Aufgabenstellung -
Setzen Sie das Interview über Recogizer und die Partnerschaft mit Apleona im Anschluss an dessen letzten Satz fort.

Gezeigter Textauszug -

**********

Das Modeunternehmen Breuninger setzt unsere selbstlernende Technologie in seinem Store in Freiburg ein und hat dort 640.000 kWh und 235 Tonnen CO2 innerhalb von zwei Jahren eingespart. Breuninger konnte außerdem erstmalig seine Temperatur-Zielwerte auf einigen Etagen erreichen, in denen es im Sommer immer zu heiß war. Die Umsetzung in weiteren Filialen läuft derzeit.

Sind Sie gut bei Apleona angekommen, gibt es schon erste Ergebnisse der Zusammenarbeit?

Das ganze Recogizer Team hat sich Anfang des Jahres über die neue Partnerschaft gefreut – das „Willkommen“ in der Apleona Familie haben wir sehr positiv erlebt. Wir arbeiten bereits in unterschiedlichen Bereichen zusammen. Hauptaugenmerk liegt sicherlich darauf, unsere Leistungen als Teil der Digitalisierungsinitiative von Apleona intern zu kommunizieren und gemeinsam bei ausgewählten Kunden vorzustellen. Die Motivation ist bei allen Kollegen hoch, die Zusammenarbeit macht Spaß und bringt durch frische Impulse auch konkreten Nutzen in Form von ersten Aufträgen. Neben der vertrieblichen Initiative konnten wir uns auch mit den Kollegen aus Kommunikation und Marketing gut vernetzen und zum Beispiel erste Veranstaltungen gemeinsam bespielen.

Sind Sie durch die Covid-19 Pandemie momentan eingeschränkt oder besteht Nachfrage und läuft der Vertrieb?

Wir sind grundsätzlich als Unternehmen nicht eingeschränkt, weil wir virtuell und nahtlos aus dem Homeoffice miteinander arbeiten können. Wir sind von der IT-Infrastruktur gut aufgestellt, so dass die Umstellung auf Homeoffice sehr leicht verlief. Mittlerweile sind wir in einem rotierenden System wieder in die Büros zurückgekehrt und kombinieren derzeit Arbeit von zu Hause und Anwesenheit vor Ort. Bezüglich Nachfrage sehen wir in den Segmenten Handel und Hotellerie naturgemäß durch die Krise einen Rückgang im ersten Halbjahr. Andererseits beobachten wir, dass die Krise teils sogar als Verstärker für Nachhaltigkeitsinitiativen wirkt. Dabei ist bei vielen Kunden derzeit unsere innovative und digitale Lösung besonders gefragt, weil konkrete Einsparungen eingefahren werden können und sich die Lösung auf viele Gebäude ausrollen lässt.

**********

(Gesammelte Daten)
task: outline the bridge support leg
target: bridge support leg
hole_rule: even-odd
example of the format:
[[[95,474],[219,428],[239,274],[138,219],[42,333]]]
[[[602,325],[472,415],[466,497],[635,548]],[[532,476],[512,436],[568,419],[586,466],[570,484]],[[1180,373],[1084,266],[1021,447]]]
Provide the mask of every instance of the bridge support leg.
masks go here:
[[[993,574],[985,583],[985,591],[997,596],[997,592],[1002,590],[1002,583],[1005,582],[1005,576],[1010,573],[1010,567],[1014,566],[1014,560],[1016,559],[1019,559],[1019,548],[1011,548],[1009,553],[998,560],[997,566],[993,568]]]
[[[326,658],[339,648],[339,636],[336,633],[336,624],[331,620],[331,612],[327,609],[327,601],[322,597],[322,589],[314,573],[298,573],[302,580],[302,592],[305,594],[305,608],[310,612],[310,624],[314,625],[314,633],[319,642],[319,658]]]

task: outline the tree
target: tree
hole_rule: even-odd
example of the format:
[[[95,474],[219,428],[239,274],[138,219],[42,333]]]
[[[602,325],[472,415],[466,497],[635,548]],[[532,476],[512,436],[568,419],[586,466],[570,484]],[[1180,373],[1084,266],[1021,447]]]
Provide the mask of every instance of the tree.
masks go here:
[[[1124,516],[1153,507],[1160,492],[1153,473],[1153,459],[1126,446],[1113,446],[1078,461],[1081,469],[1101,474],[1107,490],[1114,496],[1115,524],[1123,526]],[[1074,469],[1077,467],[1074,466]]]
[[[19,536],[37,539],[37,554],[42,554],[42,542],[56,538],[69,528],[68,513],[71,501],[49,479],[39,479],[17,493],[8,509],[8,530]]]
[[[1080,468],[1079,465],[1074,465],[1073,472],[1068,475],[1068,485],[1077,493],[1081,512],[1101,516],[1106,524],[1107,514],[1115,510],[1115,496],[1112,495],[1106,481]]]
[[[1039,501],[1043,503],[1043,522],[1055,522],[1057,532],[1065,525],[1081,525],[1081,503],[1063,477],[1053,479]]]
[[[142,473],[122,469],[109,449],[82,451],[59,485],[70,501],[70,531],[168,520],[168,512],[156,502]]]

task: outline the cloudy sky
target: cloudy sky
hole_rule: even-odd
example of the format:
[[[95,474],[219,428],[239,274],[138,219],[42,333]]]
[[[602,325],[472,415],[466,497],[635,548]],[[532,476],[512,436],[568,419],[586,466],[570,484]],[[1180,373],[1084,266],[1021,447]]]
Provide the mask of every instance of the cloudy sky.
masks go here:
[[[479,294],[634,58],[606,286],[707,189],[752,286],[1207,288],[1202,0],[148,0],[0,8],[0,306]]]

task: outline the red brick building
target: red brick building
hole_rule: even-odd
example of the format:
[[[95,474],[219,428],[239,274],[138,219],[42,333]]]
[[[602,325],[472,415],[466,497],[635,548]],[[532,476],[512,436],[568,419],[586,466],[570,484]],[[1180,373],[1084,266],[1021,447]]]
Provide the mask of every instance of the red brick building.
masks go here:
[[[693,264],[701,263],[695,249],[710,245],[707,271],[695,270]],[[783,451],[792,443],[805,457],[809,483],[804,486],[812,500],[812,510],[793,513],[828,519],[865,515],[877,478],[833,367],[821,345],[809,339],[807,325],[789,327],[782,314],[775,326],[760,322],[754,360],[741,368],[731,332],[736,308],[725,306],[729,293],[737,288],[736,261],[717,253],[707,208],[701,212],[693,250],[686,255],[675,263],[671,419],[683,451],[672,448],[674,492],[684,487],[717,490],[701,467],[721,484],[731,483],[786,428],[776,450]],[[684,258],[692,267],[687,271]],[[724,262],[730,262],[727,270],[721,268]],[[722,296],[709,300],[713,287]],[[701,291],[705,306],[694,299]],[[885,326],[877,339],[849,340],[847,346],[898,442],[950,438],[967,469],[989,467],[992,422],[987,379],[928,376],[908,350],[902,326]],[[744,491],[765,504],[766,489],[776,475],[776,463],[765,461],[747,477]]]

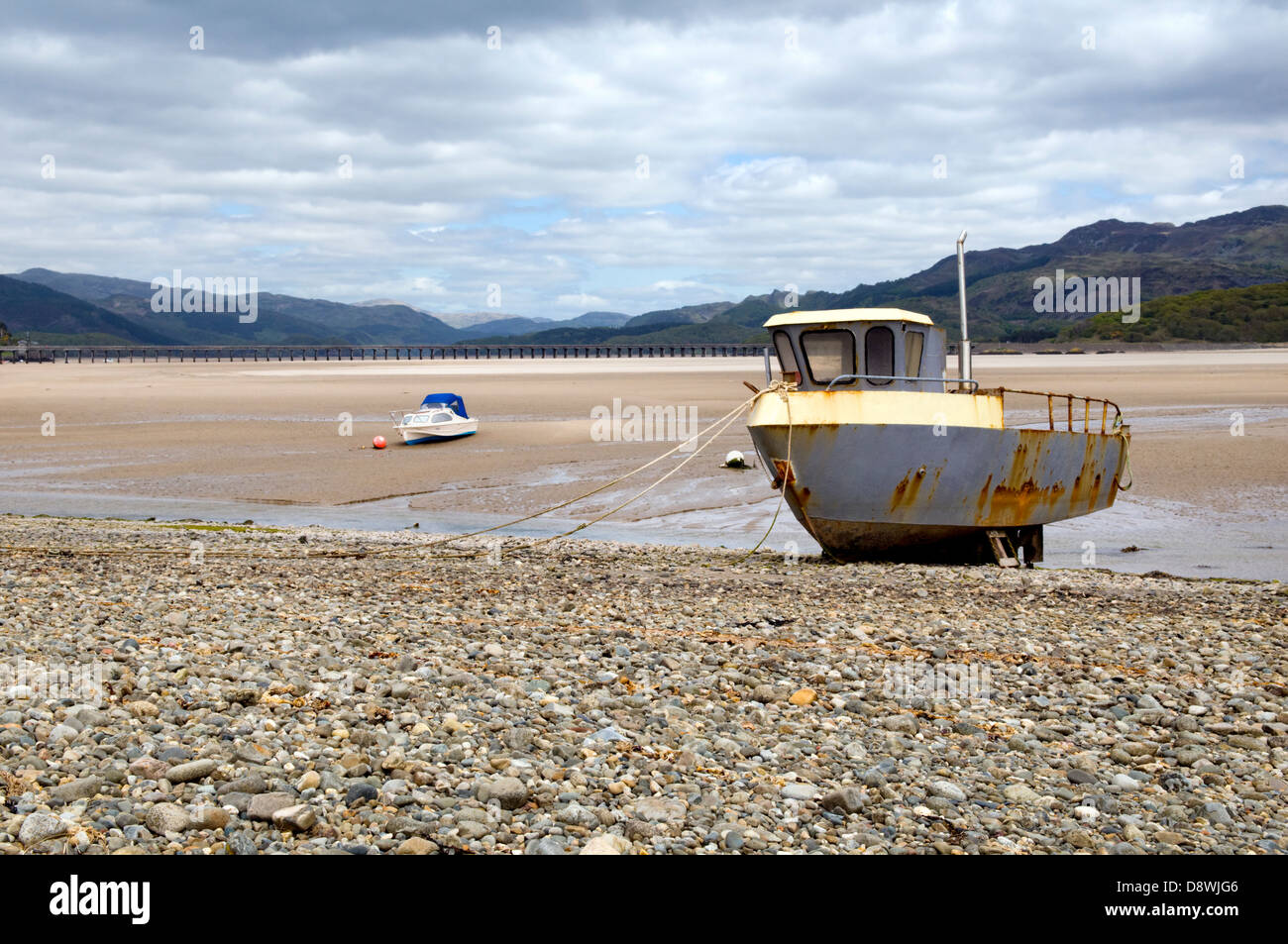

**********

Schriftliche Antwort -
Wie schätzen Sie die Bedeutung der Digitalisierung für die Energie- und CO2 –Optimierung im Vergleich zu anderen Maßnahmen, etwa Gebäudedämmung u.ä. ein?

Gerade bei älteren Gebäuden gibt es viele Optimierungsmöglichkeiten. Setzt man z. B. bei der Gebäudehülle an, ist der Investitionsbereich sehr hoch und Amortisationszeiten können 10 oder 15 Jahre schnell überschreiten. Die Erneuerung technischer Anlagen rechnet sich etwas schneller, nach ca. 5 bis 8 Jahren. Beide Maßnahmen sind meist leider mit Betriebsunterbrechungen verbunden. Klimatechnische Anlagen mit Künstlicher Intelligenz zu optimieren, öffnet zeitlich und finanziell gesehen ganz neue Horizonte: kurze Amortisationszeiten im ersten Betriebsjahr und erhebliche, dauerhafte Einsparungen durch den digitalen Ansatz. In der Praxis erleben wir auch manchmal eine Kombination von Maßnahmen, z. B. eine (auch teilweise) Ertüchtigung von Anlagen ergänzt durch unsere KI-Steuerung.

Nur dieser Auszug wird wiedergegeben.